Given exercise » Look for "Where can you see the power" in the records below, then copy that line and every line after it, exactly and with nothing added.

──────── Dataset extract ────────

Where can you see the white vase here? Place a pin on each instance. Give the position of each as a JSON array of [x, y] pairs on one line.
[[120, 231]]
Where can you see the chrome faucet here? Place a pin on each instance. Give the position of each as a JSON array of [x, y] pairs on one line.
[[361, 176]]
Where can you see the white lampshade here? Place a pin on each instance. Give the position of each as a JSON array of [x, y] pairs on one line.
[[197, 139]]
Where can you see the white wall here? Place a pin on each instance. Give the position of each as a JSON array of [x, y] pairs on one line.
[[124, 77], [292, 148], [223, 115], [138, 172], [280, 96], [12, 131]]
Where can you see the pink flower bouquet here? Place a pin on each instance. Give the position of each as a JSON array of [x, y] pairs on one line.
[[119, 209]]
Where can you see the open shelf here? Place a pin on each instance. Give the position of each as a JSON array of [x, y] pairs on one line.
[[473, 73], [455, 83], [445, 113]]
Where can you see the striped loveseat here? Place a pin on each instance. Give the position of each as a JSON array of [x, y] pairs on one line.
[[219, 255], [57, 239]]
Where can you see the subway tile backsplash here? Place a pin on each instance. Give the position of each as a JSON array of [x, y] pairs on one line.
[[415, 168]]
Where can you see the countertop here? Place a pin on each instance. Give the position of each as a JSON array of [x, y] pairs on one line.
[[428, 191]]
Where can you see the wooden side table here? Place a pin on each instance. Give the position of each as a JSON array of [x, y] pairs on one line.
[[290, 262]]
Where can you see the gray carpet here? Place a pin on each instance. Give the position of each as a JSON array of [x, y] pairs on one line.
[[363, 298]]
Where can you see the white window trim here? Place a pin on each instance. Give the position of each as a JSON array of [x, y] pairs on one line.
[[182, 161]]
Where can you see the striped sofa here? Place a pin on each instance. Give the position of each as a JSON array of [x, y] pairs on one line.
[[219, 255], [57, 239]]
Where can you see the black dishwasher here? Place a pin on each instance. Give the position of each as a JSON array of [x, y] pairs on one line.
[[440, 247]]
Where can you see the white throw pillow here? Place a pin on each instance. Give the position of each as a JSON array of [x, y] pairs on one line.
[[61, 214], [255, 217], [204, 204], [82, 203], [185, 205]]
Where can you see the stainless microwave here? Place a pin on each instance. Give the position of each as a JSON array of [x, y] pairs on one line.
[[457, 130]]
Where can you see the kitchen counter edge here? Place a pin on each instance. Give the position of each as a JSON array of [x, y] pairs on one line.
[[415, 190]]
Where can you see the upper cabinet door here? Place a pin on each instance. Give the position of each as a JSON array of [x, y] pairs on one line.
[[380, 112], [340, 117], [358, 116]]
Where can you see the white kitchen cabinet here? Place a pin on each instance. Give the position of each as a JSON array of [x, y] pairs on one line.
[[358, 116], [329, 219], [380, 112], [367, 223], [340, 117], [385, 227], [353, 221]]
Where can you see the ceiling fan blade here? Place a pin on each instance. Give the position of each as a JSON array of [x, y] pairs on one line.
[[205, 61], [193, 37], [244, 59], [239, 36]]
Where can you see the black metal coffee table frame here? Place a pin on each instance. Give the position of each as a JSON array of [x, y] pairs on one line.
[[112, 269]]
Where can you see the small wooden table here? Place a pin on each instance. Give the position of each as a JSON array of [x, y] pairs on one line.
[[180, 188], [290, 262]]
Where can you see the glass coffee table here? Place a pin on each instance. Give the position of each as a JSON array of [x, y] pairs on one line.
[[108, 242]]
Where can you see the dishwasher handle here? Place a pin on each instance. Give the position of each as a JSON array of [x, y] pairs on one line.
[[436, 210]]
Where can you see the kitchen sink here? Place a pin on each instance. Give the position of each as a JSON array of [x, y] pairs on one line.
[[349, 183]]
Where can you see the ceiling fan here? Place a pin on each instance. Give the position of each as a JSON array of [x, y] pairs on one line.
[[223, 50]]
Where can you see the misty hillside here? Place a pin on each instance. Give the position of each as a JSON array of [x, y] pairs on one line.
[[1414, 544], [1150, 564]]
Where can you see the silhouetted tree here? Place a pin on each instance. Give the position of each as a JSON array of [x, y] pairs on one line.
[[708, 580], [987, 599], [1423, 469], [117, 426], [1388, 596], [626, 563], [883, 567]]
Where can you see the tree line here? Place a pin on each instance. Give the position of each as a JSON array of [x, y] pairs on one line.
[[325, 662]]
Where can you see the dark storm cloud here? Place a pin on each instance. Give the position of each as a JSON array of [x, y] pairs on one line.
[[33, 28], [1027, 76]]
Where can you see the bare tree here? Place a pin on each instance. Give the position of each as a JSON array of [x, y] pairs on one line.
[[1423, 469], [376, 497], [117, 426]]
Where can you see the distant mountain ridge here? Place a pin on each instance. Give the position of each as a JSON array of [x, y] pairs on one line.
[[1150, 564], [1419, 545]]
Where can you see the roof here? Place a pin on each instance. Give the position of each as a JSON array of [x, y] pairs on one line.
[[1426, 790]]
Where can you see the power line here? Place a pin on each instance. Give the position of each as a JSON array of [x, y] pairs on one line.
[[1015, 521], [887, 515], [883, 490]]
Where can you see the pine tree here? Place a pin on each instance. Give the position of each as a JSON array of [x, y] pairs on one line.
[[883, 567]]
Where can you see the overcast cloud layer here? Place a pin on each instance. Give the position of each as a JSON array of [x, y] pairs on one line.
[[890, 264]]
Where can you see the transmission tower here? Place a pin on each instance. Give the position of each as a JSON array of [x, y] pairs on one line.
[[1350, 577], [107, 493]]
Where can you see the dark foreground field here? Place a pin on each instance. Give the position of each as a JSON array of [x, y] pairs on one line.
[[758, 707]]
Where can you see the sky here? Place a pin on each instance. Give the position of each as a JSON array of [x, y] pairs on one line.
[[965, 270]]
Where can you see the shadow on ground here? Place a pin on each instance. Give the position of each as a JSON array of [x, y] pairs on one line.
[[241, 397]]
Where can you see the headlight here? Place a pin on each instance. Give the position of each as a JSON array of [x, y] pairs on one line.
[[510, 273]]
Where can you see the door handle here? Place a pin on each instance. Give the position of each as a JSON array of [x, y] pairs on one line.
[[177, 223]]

────────

Written response »
Where can you see the power line here? Place a pin on each instance. Give the position of each as a JSON array of [x, y] pairs on one line.
[[1015, 521], [887, 515], [883, 490]]
Where can you see the pine tree here? Place a pin on each instance. Give the position of each as a JSON array of [x, y] pairs on one line.
[[883, 567]]
Where can you see the overcast cloud layer here? Place a pin on each instance. Give the position of each as a JSON array of [x, y] pairs on one line.
[[890, 264]]
Where can you see the transmission tower here? Place a pin on each instance. Give the position of each as a JSON array of [x, y] pairs on one line.
[[1350, 577], [107, 493]]
Where can you see the dark foreground field here? Place a pin on each instance. Give the position of each as a JSON array of [x, y] pairs on one line.
[[758, 707]]
Where can you see the sky here? Place a pin on each instance. Give the position of each as a JSON array of [x, y] pairs on one line.
[[965, 270]]
Where can you see the shadow on ground here? Place a pin on each instance. Give the position of each as a JSON array of [x, y] pairs on one line.
[[241, 397]]
Where can you see the headlight here? Place a pin on each instance. Give the position of each as a JSON array of [x, y] pairs on one line.
[[510, 273]]
Where can you see the door handle here? Place a pin on each instance. Give the position of each as a JSON array of [x, y] pairs on one line.
[[177, 223]]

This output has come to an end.